Problem details> Retype the material that follows, keeping every word as it is.

Provided data>
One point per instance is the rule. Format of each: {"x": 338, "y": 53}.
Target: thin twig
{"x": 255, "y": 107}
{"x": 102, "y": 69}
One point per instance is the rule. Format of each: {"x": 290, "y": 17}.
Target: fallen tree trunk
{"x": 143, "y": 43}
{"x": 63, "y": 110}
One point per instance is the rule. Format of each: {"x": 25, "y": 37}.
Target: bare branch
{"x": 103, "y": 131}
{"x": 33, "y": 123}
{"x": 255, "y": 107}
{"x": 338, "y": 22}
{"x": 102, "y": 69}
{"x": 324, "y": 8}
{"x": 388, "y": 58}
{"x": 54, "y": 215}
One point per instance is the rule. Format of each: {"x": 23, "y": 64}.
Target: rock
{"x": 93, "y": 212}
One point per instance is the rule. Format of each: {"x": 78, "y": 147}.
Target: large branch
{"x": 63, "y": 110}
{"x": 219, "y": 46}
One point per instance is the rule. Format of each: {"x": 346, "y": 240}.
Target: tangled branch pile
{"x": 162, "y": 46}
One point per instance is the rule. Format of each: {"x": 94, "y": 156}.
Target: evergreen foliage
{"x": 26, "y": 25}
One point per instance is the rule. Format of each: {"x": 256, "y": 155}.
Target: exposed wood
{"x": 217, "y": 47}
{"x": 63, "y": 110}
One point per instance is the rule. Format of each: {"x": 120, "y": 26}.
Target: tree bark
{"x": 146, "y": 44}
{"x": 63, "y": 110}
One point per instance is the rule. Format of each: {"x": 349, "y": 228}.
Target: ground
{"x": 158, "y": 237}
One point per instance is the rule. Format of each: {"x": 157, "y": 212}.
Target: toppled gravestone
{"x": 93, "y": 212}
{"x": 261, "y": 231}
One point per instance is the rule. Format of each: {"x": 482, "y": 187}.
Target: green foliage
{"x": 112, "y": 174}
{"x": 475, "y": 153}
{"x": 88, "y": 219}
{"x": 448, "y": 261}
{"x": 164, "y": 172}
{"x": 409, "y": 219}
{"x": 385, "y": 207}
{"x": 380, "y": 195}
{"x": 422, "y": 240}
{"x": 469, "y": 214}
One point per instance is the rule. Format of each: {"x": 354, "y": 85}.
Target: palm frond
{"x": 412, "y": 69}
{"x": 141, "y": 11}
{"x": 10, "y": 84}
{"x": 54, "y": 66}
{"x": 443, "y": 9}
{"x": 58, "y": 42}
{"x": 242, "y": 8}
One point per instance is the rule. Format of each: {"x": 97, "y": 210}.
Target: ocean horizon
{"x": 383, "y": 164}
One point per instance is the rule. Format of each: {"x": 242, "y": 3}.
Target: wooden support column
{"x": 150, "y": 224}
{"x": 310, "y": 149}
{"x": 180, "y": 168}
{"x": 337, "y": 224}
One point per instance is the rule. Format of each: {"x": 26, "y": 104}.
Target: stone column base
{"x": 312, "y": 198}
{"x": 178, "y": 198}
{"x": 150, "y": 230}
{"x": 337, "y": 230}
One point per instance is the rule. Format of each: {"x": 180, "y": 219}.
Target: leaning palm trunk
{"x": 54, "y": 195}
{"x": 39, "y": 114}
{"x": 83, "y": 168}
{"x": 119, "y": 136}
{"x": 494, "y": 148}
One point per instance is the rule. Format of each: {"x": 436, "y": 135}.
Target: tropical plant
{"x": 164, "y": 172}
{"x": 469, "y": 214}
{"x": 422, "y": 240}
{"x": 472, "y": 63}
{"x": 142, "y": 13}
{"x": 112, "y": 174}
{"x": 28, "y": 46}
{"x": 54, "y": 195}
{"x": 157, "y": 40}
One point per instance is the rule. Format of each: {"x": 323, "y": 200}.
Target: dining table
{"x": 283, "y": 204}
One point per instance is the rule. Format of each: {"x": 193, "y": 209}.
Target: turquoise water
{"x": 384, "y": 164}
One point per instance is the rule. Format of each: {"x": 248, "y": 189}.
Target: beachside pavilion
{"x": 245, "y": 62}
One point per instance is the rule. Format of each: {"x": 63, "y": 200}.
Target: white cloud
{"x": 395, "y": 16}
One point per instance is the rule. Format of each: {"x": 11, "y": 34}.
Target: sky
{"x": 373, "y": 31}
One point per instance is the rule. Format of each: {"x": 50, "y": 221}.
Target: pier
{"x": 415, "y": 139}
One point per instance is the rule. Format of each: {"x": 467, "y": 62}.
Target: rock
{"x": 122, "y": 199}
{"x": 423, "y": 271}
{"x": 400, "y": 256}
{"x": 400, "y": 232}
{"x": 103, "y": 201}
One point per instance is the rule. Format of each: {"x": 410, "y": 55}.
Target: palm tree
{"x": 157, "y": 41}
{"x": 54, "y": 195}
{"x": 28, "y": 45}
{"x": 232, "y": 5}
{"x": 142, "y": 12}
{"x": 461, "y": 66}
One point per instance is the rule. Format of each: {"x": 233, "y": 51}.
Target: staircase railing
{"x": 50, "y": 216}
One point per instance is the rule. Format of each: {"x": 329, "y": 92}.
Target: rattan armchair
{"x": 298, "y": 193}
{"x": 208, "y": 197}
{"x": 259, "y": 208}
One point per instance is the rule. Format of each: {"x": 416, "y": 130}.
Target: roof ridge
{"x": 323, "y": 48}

Answer for this exercise>
One point per instance is the rule. Format of each: {"x": 338, "y": 53}.
Target: thin twig
{"x": 255, "y": 107}
{"x": 102, "y": 69}
One point per instance is the rule. Format of each: {"x": 290, "y": 17}.
Target: fallen tree trunk
{"x": 143, "y": 43}
{"x": 63, "y": 110}
One point per instance is the rule. Format of each: {"x": 25, "y": 37}.
Target: bare branch
{"x": 103, "y": 131}
{"x": 33, "y": 123}
{"x": 255, "y": 107}
{"x": 338, "y": 22}
{"x": 102, "y": 69}
{"x": 324, "y": 8}
{"x": 388, "y": 58}
{"x": 54, "y": 215}
One point per instance is the rule. Format of each: {"x": 23, "y": 64}.
Target: rock
{"x": 93, "y": 212}
One point per instance is the rule. Format of each: {"x": 78, "y": 147}.
Target: large branch
{"x": 63, "y": 110}
{"x": 219, "y": 46}
One point per instance is the rule. Format of each: {"x": 346, "y": 240}.
Target: tangled branch pile
{"x": 162, "y": 46}
One point per instance is the rule. Format of each: {"x": 94, "y": 156}.
Target: evergreen foliage
{"x": 26, "y": 25}
One point per instance is the rule. Format of each: {"x": 256, "y": 155}.
Target: exposed wood
{"x": 217, "y": 47}
{"x": 63, "y": 110}
One point per instance is the rule. Format of each: {"x": 120, "y": 26}.
Target: tree bark
{"x": 146, "y": 44}
{"x": 63, "y": 110}
One point per instance is the rule. Format of each: {"x": 349, "y": 228}.
Target: ground
{"x": 158, "y": 237}
One point per instance is the rule. Format of each: {"x": 157, "y": 212}.
Target: toppled gravestone
{"x": 93, "y": 212}
{"x": 261, "y": 231}
One point per instance is the rule. Format of each: {"x": 482, "y": 187}.
Target: green foliage
{"x": 112, "y": 174}
{"x": 475, "y": 153}
{"x": 88, "y": 219}
{"x": 448, "y": 261}
{"x": 164, "y": 172}
{"x": 409, "y": 219}
{"x": 385, "y": 207}
{"x": 380, "y": 195}
{"x": 422, "y": 240}
{"x": 469, "y": 214}
One point per instance is the rule. Format of each: {"x": 354, "y": 85}.
Target: palm frond
{"x": 412, "y": 69}
{"x": 141, "y": 11}
{"x": 10, "y": 84}
{"x": 54, "y": 66}
{"x": 443, "y": 9}
{"x": 58, "y": 42}
{"x": 242, "y": 8}
One point per instance is the rule. Format of each: {"x": 97, "y": 210}.
Target: ocean horizon
{"x": 383, "y": 164}
One point per instance is the rule. Format of each: {"x": 242, "y": 3}.
Target: wooden support column
{"x": 150, "y": 224}
{"x": 310, "y": 149}
{"x": 180, "y": 168}
{"x": 337, "y": 224}
One point per instance is the rule. Format of each: {"x": 26, "y": 104}.
Target: stone column base
{"x": 312, "y": 198}
{"x": 178, "y": 198}
{"x": 150, "y": 230}
{"x": 337, "y": 230}
One point per instance is the rule. Format of each: {"x": 180, "y": 219}.
Target: leaning palm trunk
{"x": 54, "y": 195}
{"x": 39, "y": 114}
{"x": 83, "y": 168}
{"x": 119, "y": 136}
{"x": 494, "y": 148}
One point per instance is the rule. Format of each: {"x": 436, "y": 135}.
Target: tropical plant
{"x": 164, "y": 172}
{"x": 469, "y": 214}
{"x": 422, "y": 240}
{"x": 472, "y": 63}
{"x": 142, "y": 13}
{"x": 112, "y": 174}
{"x": 28, "y": 46}
{"x": 54, "y": 195}
{"x": 157, "y": 40}
One point per instance is the rule. Format of each: {"x": 323, "y": 200}.
Target: dining table
{"x": 283, "y": 204}
One point per instance is the rule. Format of each: {"x": 193, "y": 209}.
Target: turquoise water
{"x": 384, "y": 164}
One point per instance is the rule. Format of each: {"x": 248, "y": 189}.
Target: beachside pavilion
{"x": 245, "y": 62}
One point per instance is the rule. Format of each: {"x": 63, "y": 200}.
Target: white cloud
{"x": 395, "y": 16}
One point per instance is the rule. Format of each: {"x": 11, "y": 34}.
Target: sky
{"x": 373, "y": 31}
One point per instance is the rule. Format of each: {"x": 50, "y": 221}.
Target: pier
{"x": 415, "y": 139}
One point per instance is the rule. Format of each: {"x": 467, "y": 62}.
Target: rock
{"x": 122, "y": 199}
{"x": 423, "y": 271}
{"x": 400, "y": 256}
{"x": 400, "y": 232}
{"x": 103, "y": 201}
One point per instance is the rule. Format of each: {"x": 410, "y": 55}.
Target: palm tree
{"x": 157, "y": 41}
{"x": 54, "y": 195}
{"x": 28, "y": 45}
{"x": 232, "y": 5}
{"x": 142, "y": 12}
{"x": 461, "y": 66}
One point per instance is the rule. Format of each: {"x": 233, "y": 51}.
Target: staircase railing
{"x": 50, "y": 216}
One point per instance is the rule. Format of each: {"x": 329, "y": 92}.
Target: rattan armchair
{"x": 298, "y": 193}
{"x": 208, "y": 197}
{"x": 259, "y": 208}
One point per instance is the rule. Format of each: {"x": 416, "y": 130}.
Target: roof ridge
{"x": 323, "y": 48}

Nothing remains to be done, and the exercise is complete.